» **Records to process**:
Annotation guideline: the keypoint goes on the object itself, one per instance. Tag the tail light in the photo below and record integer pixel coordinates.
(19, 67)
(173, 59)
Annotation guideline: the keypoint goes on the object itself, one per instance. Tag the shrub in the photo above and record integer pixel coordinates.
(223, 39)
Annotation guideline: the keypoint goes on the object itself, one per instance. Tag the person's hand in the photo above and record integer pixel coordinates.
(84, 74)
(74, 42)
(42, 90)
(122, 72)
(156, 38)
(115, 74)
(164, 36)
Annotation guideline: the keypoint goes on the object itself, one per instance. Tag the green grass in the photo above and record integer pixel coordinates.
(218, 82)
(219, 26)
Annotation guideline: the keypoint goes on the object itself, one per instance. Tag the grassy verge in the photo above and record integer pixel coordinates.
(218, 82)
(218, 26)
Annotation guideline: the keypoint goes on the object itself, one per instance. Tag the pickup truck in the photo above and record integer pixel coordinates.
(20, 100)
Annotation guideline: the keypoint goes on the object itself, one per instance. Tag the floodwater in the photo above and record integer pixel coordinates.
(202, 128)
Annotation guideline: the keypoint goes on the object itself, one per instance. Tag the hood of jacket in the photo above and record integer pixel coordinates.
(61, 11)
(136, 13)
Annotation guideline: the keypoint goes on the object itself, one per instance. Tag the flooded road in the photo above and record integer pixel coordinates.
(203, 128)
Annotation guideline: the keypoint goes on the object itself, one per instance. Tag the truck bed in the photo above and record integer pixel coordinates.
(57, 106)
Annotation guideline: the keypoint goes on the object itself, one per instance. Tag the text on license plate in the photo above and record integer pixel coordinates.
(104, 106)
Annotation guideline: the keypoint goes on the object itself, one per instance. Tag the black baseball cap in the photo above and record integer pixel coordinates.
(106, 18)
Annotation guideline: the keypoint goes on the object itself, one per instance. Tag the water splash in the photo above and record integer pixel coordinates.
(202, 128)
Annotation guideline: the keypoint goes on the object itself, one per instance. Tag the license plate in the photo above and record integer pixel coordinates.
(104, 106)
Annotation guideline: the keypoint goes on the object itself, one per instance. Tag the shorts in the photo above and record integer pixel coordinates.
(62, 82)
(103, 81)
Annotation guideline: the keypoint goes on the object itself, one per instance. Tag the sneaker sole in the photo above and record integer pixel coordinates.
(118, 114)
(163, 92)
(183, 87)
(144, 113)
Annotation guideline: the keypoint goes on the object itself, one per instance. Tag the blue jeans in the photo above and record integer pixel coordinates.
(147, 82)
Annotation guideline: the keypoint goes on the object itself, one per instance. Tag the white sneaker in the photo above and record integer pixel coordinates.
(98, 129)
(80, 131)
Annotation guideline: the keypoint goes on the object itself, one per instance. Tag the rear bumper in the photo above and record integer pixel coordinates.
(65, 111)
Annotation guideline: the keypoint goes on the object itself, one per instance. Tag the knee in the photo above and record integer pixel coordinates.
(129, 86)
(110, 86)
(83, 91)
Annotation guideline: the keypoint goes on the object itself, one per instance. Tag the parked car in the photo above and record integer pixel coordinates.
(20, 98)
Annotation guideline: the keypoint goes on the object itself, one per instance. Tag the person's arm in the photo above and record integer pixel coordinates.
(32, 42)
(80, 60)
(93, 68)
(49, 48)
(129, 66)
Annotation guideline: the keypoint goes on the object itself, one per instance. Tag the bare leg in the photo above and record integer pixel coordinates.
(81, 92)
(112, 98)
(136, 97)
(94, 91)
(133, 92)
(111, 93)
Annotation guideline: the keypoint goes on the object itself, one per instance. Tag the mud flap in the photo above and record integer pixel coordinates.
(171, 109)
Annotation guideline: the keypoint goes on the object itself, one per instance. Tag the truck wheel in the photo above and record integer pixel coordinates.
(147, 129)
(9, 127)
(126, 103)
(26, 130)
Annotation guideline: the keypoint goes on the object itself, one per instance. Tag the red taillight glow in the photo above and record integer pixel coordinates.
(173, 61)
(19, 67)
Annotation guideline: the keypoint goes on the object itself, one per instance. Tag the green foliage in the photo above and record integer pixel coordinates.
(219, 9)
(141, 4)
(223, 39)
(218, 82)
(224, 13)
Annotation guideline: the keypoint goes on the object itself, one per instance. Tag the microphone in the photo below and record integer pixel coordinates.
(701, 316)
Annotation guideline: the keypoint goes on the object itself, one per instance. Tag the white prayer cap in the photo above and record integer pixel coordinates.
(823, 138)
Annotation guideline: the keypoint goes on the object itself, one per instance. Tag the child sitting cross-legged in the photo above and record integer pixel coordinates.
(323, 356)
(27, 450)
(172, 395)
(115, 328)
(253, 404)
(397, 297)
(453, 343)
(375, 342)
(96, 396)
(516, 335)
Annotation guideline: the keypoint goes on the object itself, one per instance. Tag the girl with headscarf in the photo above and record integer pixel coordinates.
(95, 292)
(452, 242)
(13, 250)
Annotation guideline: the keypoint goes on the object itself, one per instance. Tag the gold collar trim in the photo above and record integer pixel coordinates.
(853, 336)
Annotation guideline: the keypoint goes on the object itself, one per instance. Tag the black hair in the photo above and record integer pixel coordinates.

» **Stated problem**:
Your task is to return, exactly and on their own, the lines from the one containing "the white prayer" through the last line of the listing.

» **Solution**:
Annotation guideline: the keypoint goes on the object itself, one per instance. Tag the white prayer cap in the photo above and record integer pixel coordinates.
(823, 138)
Annotation guideline: the keypoint goes on the object itself, one per instance. Tag the child sitting cross-legged in the photo above and record integer pixel coordinates.
(323, 356)
(27, 450)
(172, 395)
(115, 328)
(253, 404)
(397, 297)
(453, 343)
(375, 342)
(96, 396)
(516, 335)
Annotation guideline: the keypoint goes on the object itself, one per instance. Tag the girl with headscarf in the photo above and record integer pixel coordinates.
(95, 292)
(452, 242)
(13, 250)
Annotation guideline: the keypoint goes on the object itself, one per instance. Tag the gold collar trim in the photo above and record integer pixel coordinates.
(853, 336)
Annotation guideline: the keypoint goes on the object itself, one per instance. Tag the black hair in the photo above and record integer pixel coordinates.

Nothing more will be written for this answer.